--- SUPPLIED INFORMATION ---

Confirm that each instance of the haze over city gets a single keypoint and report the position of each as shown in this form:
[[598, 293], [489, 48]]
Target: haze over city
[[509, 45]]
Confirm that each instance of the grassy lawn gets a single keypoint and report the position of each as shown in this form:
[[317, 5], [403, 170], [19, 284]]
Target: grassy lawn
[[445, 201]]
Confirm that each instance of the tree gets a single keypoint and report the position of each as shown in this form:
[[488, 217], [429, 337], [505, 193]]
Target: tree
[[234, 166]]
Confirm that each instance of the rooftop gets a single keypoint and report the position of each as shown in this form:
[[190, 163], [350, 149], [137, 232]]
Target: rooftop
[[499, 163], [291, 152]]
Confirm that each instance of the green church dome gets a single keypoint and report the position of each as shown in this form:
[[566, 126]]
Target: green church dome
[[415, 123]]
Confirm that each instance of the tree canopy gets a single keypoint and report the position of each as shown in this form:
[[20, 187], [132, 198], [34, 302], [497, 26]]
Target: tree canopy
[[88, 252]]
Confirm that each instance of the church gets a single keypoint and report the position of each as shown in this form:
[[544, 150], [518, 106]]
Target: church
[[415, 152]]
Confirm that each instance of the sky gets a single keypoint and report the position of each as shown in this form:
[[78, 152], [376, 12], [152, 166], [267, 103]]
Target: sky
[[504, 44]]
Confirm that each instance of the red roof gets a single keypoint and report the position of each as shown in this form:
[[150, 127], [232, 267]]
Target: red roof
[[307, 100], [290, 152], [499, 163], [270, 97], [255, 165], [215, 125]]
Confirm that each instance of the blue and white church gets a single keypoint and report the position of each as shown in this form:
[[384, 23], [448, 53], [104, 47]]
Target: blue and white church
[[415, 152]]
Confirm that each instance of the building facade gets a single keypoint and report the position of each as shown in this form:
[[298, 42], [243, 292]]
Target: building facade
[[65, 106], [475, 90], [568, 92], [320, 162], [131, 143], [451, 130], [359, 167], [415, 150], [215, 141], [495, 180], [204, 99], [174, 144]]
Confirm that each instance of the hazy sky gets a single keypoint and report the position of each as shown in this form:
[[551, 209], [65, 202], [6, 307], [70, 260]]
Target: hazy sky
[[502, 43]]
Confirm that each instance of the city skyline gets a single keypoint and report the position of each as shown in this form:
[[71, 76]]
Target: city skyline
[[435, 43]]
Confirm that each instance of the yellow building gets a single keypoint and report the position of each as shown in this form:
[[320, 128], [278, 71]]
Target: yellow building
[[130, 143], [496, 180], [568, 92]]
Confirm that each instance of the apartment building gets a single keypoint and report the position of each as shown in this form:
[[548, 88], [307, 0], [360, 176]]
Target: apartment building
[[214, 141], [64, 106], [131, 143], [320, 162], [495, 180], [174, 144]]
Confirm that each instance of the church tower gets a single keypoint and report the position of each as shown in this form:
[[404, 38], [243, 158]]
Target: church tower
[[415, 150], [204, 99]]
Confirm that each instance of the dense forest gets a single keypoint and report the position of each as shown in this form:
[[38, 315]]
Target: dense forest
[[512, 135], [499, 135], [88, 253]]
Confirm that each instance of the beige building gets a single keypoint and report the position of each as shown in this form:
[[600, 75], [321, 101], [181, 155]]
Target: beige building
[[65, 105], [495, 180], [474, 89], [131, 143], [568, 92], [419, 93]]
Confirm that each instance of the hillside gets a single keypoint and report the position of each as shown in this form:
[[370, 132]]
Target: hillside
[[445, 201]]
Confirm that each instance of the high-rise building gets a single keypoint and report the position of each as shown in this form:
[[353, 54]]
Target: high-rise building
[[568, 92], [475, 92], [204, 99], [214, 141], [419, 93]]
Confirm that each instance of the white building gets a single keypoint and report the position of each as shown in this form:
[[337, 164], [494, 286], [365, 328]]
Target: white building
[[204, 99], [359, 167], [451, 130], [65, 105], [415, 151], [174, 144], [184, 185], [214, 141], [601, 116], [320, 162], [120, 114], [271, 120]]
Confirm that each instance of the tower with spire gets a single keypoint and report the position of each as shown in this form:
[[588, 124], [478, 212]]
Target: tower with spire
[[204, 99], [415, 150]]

---

WHAT IS EXPECTED — Reproduce every entry, word for word.

ANSWER TO THIS PROBLEM —
Confirm that each instance of the haze over city gets a single keypoint and report the position of each as shown in this form:
[[598, 293], [489, 48]]
Target: haze over city
[[509, 45]]
Confirm that each instance of the grassy lawn gets a single keypoint and report the position of each as shown in this form:
[[317, 5], [403, 170], [19, 284]]
Target: grassy lawn
[[445, 201]]
Confirm that each instance of the tree gets a single keypoint and report the position of each as shown in this form:
[[488, 217], [429, 337], [505, 193]]
Target: tree
[[234, 166]]
Confirm that each instance of the rooftop gets a single keypoint and report the position of each as shown in this form:
[[190, 163], [350, 149], [137, 232]]
Target: rooftop
[[499, 163], [291, 152]]
Confirm that each instance of the green church dome gets a single keypoint and report the position of each as shown in this form:
[[566, 126]]
Target: green church dome
[[415, 123]]
Confirm that each instance of the tree canopy gets a single keypoint and report the position of each as shown in this form:
[[20, 187], [132, 198], [34, 302], [497, 26]]
Target: tree canopy
[[88, 252]]
Confirm that each instance of the church gets a single keypoint and report the position of each as shown in this form:
[[544, 150], [518, 106]]
Target: church
[[415, 152]]
Confirm that each instance of the sky gets a single keypoint and report the position of each as shown in this form:
[[78, 152], [376, 12], [152, 166], [267, 103]]
Target: sky
[[504, 44]]
Confirm that each instance of the red roof gets a single keypoint and report the position of each as shown in this form:
[[150, 127], [232, 267]]
Target: red roof
[[307, 100], [290, 152], [499, 163], [270, 97], [255, 165], [215, 125]]
Confirm that each instance of the blue and white church gets a single keypoint and report the position of each as shown in this form:
[[384, 23], [448, 53], [104, 47]]
Target: blue and white church
[[415, 152]]
Confirm that each instance of the building facade gets a single keypoint and report the position of each as shown in this form:
[[298, 42], [243, 292]]
Target: building facade
[[65, 106], [475, 90], [568, 92], [320, 162], [131, 143], [451, 130], [359, 167], [415, 150], [215, 141], [495, 180], [204, 99], [174, 144]]
Confirm that each instance of the hazy sky gets a single keypoint and report the position of each as shown in this form:
[[551, 209], [65, 202], [6, 307], [70, 260]]
Target: hazy sky
[[502, 43]]
Confirm that each instance of the city skyline gets a single keypoint and report the position of each as shown in this form:
[[71, 76]]
Target: city skyline
[[435, 43]]
Confirm that each instance of the yellow building gets a single keypoint and report the position of each as shown in this form:
[[320, 128], [278, 71]]
Target: yellow building
[[130, 143], [496, 180], [568, 92]]
Confirm that each instance of the apartment building gets a single keypoint and report the position of each as shown in this form:
[[548, 88], [307, 0], [360, 176]]
Target: apartment building
[[214, 141], [64, 106], [131, 143], [320, 162], [495, 180], [174, 144]]
Confirm that each instance of the church tower gets a single keypoint and report the position of each as shown in this form:
[[404, 38], [243, 158]]
Target: church tower
[[415, 150], [204, 99]]
Confirm that each instance of the dense forest gets a single keypoint and report the position of each as shown in this form:
[[38, 315]]
Target: dense forest
[[512, 135], [499, 135], [88, 253]]
Confirm that each instance of the beige building gets a single keypoint and report the position of each as shown in this form:
[[600, 75], [321, 101], [181, 155]]
Target: beige building
[[65, 105], [495, 180], [474, 89], [131, 143], [568, 92], [419, 93]]
Confirm that each instance of the hillside gets a single keypoint and report the position of each as shown in this form:
[[370, 132]]
Target: hillside
[[445, 201]]
Confirm that each instance of the high-rise building gets a single keypoint and report the position of each as shown in this form:
[[353, 54]]
Target: high-rise building
[[568, 92], [475, 92], [204, 99], [214, 141], [419, 93]]
Confirm that each instance of the white building gets a single keypoint and report the position of each as shown in this form:
[[337, 164], [494, 286], [365, 328]]
Target: white building
[[204, 99], [359, 167], [451, 130], [65, 105], [415, 151], [174, 144], [184, 185], [214, 141], [601, 116], [320, 162], [120, 114], [271, 120]]
Confirm that each instance of the tower with spire gets a single keypoint and report the position of each as shown in this form:
[[588, 124], [478, 212]]
Target: tower with spire
[[204, 99], [415, 150]]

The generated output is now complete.